» DIRECTIVE:
Copy out the stretch of data from its start through the line that contains "(195, 0), (216, 93)", replacing every "detect" with "locate" and leaving all else unchanged.

[start]

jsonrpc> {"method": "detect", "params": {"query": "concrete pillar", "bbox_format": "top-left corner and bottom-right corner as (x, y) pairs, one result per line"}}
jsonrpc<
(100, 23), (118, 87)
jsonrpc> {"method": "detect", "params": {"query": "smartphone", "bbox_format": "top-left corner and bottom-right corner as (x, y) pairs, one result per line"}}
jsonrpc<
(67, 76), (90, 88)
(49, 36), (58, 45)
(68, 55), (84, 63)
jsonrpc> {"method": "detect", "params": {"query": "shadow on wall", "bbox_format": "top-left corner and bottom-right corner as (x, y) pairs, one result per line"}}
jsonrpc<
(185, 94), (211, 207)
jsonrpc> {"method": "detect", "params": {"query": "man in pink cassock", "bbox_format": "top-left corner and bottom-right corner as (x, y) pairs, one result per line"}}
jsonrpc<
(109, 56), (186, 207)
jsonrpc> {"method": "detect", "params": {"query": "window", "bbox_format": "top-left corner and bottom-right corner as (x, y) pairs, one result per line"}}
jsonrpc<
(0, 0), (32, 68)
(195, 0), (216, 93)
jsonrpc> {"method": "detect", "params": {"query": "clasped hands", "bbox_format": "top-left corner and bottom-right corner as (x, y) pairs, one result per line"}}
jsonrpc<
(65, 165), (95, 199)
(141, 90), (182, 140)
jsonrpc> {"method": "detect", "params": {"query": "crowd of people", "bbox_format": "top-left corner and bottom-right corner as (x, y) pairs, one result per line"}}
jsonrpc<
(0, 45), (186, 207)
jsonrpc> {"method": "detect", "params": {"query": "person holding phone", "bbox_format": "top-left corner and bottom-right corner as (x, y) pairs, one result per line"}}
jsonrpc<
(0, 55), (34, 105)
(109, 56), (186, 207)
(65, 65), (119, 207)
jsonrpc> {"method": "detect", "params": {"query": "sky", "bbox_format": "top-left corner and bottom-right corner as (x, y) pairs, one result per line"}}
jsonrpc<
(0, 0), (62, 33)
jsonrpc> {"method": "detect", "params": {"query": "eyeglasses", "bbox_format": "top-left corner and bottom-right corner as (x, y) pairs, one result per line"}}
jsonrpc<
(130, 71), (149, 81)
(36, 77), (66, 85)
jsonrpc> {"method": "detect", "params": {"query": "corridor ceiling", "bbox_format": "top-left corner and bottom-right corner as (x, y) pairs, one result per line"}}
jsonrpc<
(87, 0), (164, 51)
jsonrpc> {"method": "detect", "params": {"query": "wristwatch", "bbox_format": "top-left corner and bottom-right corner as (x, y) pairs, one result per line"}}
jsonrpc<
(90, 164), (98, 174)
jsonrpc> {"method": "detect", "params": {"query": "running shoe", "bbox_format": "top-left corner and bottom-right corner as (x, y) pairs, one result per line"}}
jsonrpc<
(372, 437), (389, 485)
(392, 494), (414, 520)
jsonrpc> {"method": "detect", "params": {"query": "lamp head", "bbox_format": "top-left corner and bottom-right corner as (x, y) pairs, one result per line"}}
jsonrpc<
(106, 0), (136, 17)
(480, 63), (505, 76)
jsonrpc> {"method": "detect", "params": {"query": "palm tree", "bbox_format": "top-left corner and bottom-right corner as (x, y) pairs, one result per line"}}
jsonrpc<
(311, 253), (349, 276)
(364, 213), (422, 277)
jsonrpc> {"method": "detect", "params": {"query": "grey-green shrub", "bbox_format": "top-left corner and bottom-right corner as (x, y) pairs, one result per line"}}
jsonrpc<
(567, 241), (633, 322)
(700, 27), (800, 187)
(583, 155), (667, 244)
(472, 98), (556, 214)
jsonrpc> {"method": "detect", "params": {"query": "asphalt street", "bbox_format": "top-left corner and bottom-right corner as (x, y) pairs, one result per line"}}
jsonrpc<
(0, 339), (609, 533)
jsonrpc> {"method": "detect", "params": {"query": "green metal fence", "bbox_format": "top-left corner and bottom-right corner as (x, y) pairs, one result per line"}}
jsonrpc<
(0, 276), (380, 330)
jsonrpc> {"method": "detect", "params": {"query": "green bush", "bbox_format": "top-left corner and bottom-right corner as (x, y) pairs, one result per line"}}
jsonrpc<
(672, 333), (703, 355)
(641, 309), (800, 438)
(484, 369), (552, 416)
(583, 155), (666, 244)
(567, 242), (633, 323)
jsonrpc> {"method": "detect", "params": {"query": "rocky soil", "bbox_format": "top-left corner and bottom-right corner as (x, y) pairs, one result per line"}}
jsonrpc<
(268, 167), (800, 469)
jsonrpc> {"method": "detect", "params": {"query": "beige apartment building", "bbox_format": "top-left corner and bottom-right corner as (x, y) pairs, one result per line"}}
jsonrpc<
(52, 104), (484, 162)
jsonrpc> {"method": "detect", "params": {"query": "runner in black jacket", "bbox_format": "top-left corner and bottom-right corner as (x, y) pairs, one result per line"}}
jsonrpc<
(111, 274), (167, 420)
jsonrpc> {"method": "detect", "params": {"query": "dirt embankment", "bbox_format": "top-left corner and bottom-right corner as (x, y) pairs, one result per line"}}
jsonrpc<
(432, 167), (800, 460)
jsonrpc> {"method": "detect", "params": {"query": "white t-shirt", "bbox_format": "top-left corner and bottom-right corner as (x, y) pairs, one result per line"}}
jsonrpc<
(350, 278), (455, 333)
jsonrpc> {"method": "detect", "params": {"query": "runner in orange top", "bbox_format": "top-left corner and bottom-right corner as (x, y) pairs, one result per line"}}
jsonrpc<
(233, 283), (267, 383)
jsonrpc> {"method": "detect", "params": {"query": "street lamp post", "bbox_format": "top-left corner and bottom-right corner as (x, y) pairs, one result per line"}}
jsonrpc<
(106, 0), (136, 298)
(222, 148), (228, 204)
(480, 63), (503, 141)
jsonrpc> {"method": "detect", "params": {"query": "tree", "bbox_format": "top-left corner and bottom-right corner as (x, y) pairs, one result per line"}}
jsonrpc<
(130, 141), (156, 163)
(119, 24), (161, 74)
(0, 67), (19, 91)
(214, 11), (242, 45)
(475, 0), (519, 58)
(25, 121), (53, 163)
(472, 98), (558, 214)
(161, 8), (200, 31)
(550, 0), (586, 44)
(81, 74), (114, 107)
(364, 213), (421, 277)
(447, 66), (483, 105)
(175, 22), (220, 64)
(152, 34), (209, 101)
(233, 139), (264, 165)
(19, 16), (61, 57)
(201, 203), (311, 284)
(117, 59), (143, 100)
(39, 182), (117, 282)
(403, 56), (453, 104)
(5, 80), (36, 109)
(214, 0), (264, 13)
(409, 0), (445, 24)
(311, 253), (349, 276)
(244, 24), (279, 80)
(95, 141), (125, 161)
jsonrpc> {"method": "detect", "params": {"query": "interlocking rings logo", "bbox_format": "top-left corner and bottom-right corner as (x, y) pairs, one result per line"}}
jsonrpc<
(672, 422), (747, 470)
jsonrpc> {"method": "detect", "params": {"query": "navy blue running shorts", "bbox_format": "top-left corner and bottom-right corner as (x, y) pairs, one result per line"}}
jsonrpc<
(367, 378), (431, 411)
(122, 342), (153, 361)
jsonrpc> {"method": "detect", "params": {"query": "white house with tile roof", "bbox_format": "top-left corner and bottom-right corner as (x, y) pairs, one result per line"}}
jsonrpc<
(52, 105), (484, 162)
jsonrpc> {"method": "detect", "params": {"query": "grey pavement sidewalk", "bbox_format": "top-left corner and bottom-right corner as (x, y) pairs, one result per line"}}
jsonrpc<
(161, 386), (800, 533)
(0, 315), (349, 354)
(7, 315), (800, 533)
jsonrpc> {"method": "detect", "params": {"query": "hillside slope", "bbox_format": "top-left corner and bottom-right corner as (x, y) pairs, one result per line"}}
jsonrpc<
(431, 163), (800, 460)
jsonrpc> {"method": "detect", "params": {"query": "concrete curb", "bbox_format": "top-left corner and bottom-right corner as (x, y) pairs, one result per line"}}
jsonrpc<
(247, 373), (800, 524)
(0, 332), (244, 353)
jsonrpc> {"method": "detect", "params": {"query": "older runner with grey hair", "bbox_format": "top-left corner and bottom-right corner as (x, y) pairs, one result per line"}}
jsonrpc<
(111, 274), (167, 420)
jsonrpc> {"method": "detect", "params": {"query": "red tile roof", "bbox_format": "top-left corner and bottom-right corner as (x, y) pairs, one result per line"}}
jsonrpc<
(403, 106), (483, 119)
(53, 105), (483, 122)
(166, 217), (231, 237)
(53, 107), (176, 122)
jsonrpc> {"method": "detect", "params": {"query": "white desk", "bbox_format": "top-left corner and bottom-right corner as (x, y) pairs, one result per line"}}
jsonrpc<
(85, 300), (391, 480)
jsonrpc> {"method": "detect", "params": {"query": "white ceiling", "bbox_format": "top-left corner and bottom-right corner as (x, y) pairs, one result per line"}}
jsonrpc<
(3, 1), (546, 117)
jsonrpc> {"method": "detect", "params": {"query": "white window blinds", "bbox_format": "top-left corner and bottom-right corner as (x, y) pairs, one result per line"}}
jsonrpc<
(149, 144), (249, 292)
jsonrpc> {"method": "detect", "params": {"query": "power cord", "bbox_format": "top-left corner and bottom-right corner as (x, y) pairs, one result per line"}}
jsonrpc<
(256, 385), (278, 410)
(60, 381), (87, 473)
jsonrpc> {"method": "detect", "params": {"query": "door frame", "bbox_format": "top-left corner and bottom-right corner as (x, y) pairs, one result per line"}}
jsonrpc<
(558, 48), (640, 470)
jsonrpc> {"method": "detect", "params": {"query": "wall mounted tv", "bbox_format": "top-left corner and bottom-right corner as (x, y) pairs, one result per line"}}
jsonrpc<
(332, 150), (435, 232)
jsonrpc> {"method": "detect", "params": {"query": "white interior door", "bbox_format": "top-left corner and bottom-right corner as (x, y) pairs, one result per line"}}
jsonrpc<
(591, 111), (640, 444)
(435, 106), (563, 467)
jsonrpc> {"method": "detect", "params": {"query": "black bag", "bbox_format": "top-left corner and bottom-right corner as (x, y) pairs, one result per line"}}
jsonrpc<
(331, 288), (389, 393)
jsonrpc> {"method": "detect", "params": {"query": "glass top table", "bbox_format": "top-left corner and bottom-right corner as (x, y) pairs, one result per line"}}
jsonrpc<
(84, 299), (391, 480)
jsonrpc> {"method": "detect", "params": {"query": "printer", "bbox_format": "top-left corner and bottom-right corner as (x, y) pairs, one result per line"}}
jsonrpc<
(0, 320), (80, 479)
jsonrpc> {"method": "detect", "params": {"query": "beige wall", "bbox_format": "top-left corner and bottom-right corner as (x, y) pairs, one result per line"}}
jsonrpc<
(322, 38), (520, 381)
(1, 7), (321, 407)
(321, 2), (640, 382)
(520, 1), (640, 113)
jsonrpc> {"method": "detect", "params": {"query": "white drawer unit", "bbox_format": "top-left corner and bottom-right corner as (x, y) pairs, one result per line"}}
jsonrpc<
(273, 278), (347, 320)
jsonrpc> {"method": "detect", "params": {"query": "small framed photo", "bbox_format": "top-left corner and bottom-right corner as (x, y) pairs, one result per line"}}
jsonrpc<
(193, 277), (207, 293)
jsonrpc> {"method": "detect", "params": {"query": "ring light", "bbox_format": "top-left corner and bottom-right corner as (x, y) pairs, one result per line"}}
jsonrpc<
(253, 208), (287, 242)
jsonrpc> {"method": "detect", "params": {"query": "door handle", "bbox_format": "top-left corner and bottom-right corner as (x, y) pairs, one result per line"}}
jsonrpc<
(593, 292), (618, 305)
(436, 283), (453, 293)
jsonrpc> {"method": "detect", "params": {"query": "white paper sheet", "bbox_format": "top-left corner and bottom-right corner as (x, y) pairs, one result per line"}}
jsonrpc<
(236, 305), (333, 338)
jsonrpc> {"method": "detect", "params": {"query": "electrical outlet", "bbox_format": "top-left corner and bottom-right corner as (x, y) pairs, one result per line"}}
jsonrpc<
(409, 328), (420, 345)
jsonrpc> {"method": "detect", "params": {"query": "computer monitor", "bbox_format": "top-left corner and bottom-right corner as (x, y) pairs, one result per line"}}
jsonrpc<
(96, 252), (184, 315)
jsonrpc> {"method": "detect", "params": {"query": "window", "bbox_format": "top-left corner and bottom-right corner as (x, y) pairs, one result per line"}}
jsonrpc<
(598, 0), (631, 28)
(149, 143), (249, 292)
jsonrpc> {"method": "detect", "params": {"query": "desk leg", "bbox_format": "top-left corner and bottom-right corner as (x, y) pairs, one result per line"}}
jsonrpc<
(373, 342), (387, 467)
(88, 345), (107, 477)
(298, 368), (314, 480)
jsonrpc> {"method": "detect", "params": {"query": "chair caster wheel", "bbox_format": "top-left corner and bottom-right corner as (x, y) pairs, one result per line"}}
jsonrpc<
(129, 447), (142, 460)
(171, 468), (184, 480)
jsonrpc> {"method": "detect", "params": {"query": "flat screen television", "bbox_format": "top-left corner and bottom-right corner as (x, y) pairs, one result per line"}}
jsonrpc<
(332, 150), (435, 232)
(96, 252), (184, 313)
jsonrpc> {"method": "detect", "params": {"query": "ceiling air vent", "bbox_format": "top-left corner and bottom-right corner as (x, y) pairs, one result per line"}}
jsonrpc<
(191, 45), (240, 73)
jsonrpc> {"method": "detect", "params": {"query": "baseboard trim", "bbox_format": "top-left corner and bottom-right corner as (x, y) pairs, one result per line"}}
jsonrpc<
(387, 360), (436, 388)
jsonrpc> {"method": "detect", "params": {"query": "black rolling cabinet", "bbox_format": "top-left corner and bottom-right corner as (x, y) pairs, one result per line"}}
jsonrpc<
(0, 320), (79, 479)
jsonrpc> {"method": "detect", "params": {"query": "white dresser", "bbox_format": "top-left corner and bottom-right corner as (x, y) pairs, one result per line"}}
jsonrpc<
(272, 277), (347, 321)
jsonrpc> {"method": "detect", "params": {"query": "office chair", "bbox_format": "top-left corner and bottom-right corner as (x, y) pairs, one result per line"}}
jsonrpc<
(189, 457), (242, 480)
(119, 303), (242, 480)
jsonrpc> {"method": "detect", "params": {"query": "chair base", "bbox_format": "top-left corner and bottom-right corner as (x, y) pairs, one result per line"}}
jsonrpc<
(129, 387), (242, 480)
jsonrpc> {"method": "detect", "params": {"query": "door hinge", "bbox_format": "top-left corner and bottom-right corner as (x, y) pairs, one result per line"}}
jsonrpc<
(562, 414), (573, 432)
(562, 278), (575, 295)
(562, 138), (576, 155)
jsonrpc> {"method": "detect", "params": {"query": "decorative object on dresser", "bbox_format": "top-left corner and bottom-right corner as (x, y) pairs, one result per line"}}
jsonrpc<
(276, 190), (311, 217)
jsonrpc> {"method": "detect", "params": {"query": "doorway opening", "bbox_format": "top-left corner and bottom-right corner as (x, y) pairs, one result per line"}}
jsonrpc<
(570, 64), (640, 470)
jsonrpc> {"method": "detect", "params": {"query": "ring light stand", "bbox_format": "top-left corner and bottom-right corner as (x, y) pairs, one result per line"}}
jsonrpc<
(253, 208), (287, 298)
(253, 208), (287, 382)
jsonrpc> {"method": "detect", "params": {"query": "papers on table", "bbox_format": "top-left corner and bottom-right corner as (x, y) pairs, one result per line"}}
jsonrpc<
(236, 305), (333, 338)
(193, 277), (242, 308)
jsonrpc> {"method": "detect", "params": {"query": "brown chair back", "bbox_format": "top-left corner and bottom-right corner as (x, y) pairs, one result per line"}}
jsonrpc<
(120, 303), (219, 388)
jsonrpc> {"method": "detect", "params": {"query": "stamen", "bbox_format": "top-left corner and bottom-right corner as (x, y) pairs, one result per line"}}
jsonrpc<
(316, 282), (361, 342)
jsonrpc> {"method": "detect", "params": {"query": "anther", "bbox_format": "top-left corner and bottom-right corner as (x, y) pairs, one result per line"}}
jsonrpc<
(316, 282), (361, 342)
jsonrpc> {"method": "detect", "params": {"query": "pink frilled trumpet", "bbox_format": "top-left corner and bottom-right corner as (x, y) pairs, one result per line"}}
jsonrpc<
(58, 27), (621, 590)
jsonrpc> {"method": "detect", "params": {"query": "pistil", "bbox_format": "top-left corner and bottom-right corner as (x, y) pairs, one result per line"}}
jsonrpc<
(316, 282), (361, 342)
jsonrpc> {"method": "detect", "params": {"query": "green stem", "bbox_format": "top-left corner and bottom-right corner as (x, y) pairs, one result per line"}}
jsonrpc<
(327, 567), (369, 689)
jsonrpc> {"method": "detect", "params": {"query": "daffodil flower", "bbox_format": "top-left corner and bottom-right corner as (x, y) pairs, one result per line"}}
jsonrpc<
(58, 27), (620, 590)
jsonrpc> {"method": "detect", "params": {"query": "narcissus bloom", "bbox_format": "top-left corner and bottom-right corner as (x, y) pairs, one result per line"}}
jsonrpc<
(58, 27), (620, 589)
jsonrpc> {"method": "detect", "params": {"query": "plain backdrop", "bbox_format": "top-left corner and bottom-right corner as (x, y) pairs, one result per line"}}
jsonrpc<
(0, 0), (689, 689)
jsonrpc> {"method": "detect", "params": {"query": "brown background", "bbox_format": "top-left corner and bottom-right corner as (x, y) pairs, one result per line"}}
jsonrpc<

[end]

» OUTPUT FOR THIS EXERCISE:
jsonrpc> {"method": "locate", "params": {"query": "concrete pillar", "bbox_format": "top-left corner and bottom-right corner as (x, y) pairs, one result per line"}}
jsonrpc<
(100, 23), (118, 87)
jsonrpc> {"method": "locate", "params": {"query": "smartphone", "bbox_format": "top-left corner and bottom-right corner as (x, y) pairs, one result per line"}}
jsonrpc<
(67, 76), (90, 88)
(49, 36), (58, 45)
(68, 55), (84, 63)
jsonrpc> {"method": "locate", "params": {"query": "shadow on wall", "bbox_format": "top-left corner and bottom-right corner as (x, y) pairs, one result per line"}}
jsonrpc<
(185, 94), (211, 207)
jsonrpc> {"method": "locate", "params": {"query": "man in pink cassock", "bbox_format": "top-left corner and bottom-right corner as (x, y) pairs, one result per line"}}
jsonrpc<
(109, 56), (186, 207)
jsonrpc> {"method": "locate", "params": {"query": "window", "bbox_format": "top-left corner and bottom-right corner as (x, y) pairs, one result per line"}}
jsonrpc<
(0, 0), (32, 68)
(195, 0), (216, 93)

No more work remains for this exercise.